Gather every line in the data below that contains the word "dark", and treat uppercase and lowercase as different.
* start Source data *
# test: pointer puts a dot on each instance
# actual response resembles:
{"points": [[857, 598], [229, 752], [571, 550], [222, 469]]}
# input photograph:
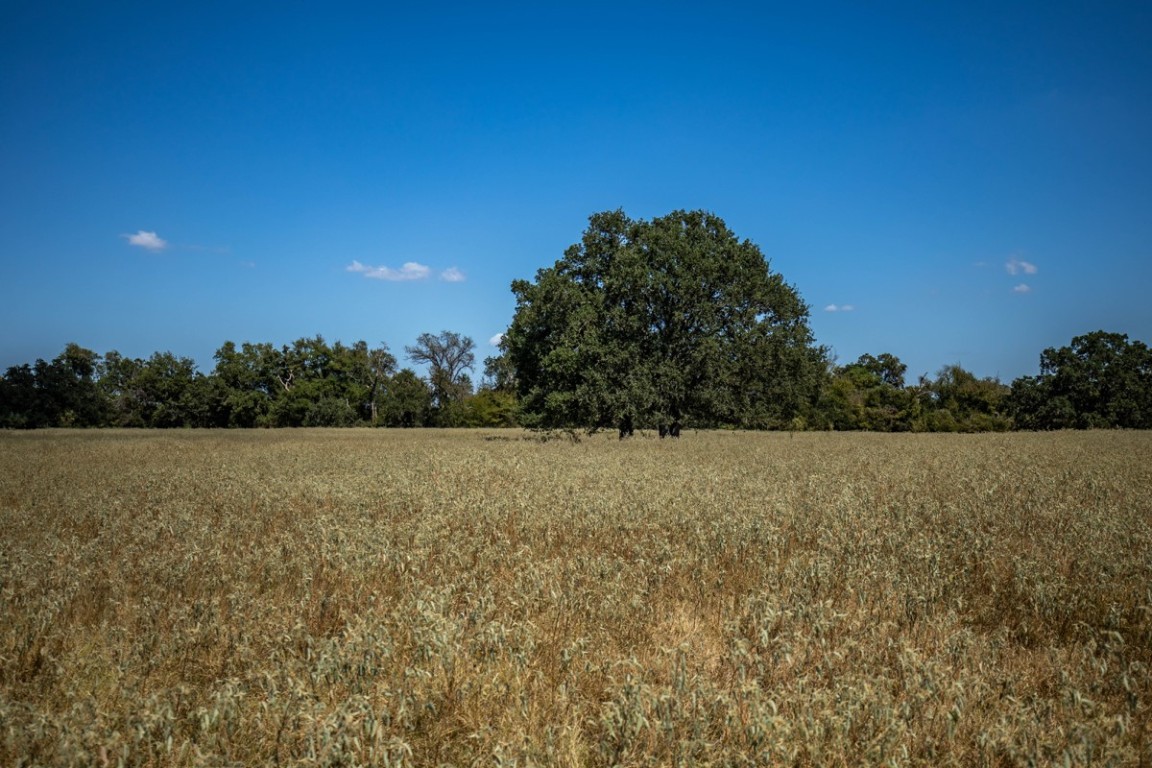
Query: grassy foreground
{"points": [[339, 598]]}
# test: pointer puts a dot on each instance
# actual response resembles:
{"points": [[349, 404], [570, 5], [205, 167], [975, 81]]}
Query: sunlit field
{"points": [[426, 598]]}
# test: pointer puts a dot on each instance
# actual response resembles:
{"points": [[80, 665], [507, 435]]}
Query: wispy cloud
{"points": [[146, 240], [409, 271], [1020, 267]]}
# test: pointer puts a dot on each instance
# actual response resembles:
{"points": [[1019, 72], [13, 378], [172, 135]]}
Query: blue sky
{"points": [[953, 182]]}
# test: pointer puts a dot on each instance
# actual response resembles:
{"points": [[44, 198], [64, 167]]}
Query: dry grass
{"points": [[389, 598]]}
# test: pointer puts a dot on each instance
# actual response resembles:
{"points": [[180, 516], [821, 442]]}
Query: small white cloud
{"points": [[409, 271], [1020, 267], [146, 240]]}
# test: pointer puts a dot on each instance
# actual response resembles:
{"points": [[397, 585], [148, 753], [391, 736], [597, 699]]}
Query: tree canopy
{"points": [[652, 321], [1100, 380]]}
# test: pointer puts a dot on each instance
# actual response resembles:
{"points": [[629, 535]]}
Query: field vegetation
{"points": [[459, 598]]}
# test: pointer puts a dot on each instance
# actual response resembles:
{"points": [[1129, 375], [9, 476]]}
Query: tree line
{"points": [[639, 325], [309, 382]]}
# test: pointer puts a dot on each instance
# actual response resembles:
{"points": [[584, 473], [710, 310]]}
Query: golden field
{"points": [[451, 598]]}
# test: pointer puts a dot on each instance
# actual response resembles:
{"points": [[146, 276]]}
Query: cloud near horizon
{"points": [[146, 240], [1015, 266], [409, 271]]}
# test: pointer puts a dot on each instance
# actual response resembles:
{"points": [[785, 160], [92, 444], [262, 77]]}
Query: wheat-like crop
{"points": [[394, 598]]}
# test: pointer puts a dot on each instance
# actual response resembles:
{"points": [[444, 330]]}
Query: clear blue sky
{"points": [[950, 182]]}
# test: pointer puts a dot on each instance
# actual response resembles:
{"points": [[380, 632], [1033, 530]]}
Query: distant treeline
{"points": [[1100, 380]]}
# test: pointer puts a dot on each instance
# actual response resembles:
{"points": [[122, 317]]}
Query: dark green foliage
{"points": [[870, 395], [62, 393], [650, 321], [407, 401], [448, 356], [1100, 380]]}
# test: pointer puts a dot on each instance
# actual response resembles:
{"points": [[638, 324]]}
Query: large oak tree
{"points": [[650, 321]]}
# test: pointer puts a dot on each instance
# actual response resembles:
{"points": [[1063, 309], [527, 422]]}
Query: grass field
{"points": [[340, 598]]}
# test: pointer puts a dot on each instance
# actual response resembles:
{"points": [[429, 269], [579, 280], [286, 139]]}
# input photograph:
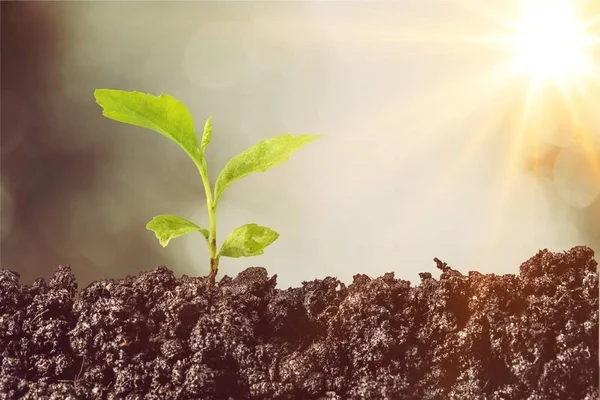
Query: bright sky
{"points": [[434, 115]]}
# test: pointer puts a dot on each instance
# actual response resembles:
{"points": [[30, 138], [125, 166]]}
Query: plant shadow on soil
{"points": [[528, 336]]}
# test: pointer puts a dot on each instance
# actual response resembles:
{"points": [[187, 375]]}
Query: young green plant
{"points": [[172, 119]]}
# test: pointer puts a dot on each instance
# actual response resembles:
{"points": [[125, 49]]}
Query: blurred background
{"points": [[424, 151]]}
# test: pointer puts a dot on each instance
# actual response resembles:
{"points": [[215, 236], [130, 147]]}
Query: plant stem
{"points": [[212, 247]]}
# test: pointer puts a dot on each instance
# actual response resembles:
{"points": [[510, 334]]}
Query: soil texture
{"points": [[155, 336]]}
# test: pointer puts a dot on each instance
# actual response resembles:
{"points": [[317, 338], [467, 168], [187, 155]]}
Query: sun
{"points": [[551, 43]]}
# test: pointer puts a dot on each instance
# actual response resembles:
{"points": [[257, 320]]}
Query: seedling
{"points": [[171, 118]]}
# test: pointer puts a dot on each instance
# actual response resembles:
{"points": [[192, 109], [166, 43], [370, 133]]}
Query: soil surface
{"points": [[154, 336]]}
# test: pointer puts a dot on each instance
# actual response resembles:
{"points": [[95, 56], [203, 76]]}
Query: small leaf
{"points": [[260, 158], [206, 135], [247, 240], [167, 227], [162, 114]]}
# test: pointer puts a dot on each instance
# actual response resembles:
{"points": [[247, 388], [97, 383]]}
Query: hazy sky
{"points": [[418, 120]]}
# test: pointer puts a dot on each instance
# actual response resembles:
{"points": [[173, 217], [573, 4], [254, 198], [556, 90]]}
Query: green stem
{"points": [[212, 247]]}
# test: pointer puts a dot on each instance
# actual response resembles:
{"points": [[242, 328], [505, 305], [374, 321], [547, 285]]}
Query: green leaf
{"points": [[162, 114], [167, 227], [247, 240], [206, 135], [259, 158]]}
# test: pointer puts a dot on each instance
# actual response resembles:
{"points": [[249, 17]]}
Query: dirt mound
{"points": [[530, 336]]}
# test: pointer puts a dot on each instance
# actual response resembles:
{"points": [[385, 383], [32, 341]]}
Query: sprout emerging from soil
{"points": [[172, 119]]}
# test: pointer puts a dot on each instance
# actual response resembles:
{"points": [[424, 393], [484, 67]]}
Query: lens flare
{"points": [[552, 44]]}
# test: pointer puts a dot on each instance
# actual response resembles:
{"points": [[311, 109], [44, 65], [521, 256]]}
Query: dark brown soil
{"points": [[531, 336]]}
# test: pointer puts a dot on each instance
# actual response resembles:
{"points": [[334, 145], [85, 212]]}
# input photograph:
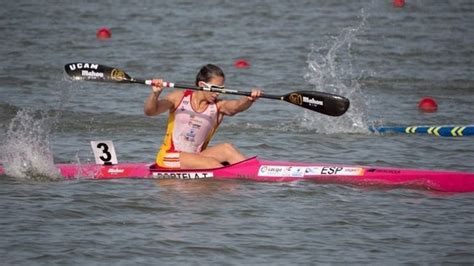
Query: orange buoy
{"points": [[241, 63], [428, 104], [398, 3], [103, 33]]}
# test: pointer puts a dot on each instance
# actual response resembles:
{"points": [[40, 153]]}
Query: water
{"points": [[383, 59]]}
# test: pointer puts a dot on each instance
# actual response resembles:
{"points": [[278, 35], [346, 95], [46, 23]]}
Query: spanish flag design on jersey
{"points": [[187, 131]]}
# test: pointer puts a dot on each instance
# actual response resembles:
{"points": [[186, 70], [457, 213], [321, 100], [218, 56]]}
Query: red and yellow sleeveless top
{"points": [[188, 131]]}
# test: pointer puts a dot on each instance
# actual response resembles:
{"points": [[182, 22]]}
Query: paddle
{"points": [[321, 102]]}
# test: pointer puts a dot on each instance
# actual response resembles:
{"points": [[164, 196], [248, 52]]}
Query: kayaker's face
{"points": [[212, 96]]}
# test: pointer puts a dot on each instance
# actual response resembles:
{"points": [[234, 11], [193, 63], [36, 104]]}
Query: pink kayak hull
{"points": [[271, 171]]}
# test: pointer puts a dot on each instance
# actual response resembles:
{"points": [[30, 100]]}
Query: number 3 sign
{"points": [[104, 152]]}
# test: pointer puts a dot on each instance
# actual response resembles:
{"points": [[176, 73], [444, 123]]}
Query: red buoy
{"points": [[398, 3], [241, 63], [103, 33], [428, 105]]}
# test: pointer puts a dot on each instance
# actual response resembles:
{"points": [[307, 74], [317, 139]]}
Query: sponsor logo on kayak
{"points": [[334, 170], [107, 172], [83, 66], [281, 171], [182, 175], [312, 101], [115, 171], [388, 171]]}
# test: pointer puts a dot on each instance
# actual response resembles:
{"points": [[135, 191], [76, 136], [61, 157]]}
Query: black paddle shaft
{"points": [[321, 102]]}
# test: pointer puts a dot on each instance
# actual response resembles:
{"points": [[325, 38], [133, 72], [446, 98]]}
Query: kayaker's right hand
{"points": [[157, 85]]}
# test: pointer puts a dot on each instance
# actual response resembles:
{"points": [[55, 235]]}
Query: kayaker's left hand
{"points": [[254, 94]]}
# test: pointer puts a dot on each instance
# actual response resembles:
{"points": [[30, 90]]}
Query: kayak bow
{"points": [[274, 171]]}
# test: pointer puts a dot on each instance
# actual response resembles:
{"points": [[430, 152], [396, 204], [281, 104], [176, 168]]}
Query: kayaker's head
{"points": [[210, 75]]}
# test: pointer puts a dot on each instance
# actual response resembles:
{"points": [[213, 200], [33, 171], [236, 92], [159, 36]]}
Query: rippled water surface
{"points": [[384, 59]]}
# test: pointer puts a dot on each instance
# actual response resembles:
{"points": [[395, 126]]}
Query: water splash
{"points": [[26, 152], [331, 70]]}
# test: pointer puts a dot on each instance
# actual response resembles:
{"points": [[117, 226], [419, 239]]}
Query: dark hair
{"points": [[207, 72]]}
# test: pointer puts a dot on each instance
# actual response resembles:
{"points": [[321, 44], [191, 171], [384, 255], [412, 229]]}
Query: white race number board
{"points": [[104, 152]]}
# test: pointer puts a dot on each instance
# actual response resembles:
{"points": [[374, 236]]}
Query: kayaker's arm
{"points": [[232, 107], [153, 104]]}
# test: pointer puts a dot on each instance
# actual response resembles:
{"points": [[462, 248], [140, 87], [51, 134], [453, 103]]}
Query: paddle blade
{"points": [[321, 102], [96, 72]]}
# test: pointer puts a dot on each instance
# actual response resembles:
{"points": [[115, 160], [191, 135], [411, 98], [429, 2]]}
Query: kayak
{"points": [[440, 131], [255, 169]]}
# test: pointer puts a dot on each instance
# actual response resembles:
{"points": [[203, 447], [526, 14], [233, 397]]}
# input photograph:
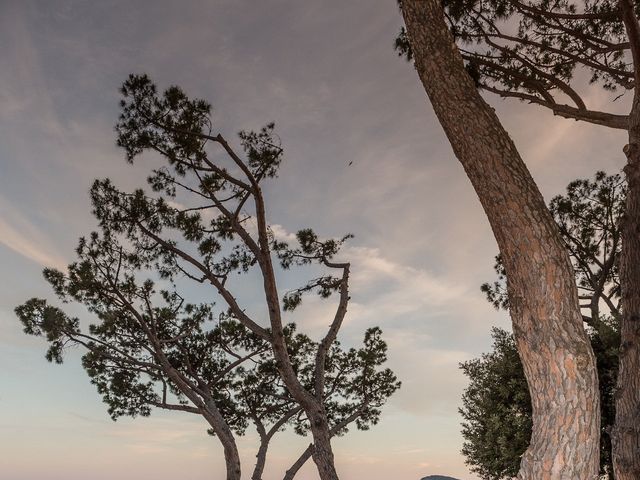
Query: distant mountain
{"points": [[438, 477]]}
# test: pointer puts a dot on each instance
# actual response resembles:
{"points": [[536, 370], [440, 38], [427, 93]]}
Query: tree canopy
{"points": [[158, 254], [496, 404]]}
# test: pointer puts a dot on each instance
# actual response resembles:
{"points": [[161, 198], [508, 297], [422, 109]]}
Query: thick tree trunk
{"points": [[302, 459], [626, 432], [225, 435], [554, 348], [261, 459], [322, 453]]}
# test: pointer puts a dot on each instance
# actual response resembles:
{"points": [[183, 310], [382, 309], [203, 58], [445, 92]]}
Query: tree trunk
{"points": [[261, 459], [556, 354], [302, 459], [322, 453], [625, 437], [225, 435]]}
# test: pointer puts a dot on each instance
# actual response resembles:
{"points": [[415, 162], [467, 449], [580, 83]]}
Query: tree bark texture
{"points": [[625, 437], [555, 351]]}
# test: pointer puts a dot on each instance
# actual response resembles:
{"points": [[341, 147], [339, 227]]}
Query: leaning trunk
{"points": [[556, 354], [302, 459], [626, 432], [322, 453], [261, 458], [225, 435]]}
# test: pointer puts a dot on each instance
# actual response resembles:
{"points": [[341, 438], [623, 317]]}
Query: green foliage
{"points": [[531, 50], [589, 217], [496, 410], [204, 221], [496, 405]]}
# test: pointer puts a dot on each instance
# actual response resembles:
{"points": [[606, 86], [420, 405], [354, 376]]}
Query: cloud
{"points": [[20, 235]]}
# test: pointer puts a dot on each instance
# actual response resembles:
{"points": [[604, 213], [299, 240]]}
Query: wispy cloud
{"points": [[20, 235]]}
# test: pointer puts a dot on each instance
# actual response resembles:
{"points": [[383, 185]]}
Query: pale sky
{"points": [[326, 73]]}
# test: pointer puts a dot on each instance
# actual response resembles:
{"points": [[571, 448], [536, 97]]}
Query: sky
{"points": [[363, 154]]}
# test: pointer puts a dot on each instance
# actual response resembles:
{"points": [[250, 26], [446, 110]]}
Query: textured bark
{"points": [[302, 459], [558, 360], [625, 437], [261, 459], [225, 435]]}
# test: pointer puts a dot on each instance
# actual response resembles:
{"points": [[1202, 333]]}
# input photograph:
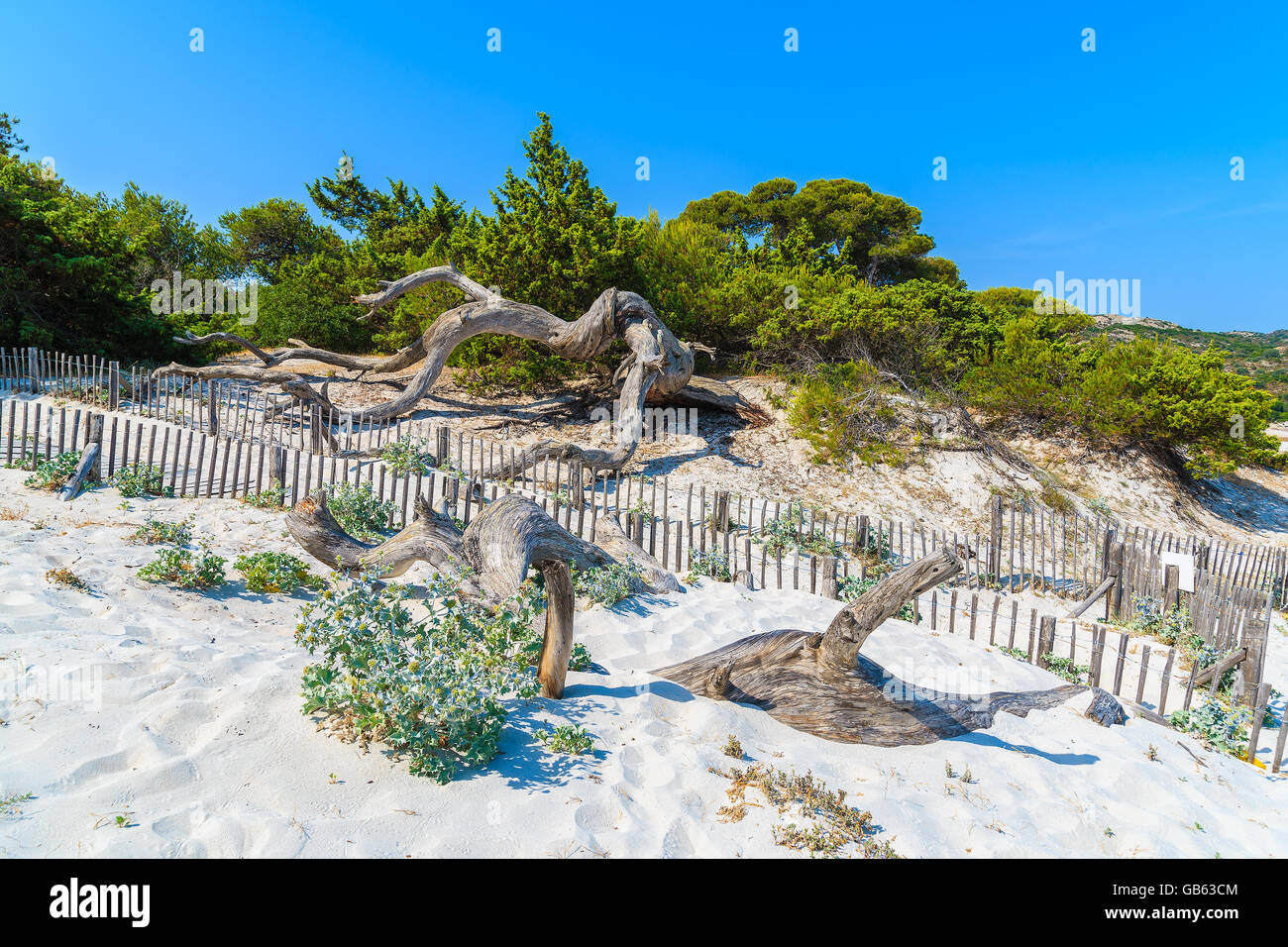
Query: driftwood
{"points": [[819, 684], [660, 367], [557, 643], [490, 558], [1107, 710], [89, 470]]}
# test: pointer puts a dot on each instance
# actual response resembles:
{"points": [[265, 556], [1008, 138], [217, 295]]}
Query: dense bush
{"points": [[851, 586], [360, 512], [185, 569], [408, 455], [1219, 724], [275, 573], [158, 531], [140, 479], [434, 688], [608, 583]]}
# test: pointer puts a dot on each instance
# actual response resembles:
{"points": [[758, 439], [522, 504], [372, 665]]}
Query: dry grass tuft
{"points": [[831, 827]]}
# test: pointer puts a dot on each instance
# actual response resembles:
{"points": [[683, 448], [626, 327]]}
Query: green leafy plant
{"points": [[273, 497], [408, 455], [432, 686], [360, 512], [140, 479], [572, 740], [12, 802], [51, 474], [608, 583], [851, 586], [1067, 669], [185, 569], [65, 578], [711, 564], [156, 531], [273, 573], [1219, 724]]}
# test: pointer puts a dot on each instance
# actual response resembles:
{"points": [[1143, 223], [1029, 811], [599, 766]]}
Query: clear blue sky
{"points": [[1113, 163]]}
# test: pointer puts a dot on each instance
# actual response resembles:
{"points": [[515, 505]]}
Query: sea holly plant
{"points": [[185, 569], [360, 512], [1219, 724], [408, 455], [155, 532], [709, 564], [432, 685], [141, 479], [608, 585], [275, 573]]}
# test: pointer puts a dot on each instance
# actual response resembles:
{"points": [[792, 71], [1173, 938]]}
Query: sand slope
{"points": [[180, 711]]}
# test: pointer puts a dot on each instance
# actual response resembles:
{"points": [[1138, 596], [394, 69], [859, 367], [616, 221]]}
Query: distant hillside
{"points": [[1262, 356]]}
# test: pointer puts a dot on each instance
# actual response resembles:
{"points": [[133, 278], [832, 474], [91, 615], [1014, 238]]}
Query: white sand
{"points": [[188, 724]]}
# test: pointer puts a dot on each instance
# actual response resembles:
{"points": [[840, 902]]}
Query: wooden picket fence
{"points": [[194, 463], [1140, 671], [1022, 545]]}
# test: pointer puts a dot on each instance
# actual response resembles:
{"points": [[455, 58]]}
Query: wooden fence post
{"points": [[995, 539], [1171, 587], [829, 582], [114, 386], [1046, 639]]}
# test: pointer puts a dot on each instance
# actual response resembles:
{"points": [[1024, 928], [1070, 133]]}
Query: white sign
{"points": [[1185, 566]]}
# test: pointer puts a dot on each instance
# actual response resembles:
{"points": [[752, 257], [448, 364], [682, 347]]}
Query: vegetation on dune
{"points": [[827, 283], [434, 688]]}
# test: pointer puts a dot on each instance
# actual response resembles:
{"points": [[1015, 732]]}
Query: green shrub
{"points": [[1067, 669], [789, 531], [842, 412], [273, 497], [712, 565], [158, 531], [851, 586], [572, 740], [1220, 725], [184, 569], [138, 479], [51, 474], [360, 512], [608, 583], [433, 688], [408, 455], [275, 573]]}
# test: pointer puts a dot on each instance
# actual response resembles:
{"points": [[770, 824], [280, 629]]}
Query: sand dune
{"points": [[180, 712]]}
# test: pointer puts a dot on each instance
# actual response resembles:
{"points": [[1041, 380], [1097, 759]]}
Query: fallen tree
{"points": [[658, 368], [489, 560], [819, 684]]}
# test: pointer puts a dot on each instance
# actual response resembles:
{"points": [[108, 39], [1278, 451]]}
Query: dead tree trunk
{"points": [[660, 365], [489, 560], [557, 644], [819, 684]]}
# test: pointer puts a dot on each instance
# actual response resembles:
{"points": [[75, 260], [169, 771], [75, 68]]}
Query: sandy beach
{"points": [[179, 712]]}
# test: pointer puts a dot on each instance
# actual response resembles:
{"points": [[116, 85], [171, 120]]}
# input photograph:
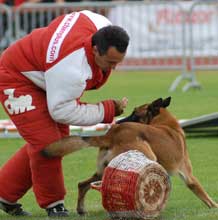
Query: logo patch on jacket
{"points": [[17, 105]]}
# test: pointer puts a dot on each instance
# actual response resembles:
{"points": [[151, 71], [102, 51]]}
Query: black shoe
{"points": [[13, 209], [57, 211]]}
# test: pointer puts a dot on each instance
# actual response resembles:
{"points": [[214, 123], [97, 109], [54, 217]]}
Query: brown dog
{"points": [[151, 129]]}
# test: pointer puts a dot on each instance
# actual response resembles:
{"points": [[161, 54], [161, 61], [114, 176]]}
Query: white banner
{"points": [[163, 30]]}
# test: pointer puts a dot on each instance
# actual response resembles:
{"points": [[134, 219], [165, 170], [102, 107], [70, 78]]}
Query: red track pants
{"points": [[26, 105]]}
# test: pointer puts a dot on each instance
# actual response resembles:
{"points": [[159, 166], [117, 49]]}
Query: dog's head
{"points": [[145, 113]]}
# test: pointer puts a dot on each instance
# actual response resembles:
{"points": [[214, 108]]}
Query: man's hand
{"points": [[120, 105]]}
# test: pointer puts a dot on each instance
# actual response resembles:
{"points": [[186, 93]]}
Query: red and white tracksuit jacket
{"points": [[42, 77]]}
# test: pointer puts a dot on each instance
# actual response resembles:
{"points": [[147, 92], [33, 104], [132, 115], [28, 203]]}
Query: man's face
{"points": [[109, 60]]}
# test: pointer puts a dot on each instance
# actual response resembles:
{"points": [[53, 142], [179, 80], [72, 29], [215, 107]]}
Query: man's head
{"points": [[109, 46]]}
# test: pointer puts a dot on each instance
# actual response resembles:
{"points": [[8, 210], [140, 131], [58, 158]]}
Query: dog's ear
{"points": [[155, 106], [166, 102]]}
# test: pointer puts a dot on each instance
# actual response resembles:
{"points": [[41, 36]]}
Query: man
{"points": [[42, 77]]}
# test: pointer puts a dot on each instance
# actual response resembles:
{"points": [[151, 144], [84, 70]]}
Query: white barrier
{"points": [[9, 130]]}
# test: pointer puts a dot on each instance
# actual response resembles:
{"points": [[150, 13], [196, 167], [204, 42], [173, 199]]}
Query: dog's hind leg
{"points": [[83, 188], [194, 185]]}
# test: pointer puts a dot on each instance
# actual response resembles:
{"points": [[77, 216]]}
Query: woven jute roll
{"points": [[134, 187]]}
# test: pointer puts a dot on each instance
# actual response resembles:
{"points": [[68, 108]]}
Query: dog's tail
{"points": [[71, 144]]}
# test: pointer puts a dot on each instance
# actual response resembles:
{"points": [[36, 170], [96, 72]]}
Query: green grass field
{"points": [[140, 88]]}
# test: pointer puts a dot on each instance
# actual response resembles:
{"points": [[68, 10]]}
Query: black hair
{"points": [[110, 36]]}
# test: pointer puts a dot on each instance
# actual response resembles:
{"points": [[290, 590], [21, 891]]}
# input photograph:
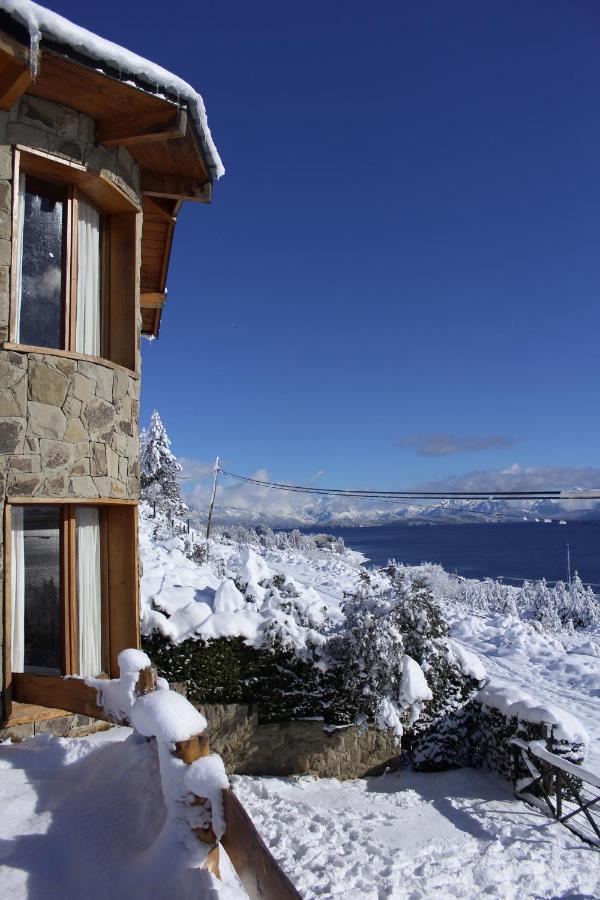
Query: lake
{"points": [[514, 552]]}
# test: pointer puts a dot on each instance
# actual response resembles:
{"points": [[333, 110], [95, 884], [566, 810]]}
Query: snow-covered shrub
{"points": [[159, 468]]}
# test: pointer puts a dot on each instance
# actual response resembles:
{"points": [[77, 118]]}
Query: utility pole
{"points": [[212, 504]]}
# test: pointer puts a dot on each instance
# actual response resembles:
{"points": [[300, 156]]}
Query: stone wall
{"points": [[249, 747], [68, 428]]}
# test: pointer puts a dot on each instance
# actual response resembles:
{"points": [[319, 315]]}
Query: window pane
* end Source data *
- [Solution to this exercise]
Query: dark green foliage
Query: dark brown soil
Query: dark hair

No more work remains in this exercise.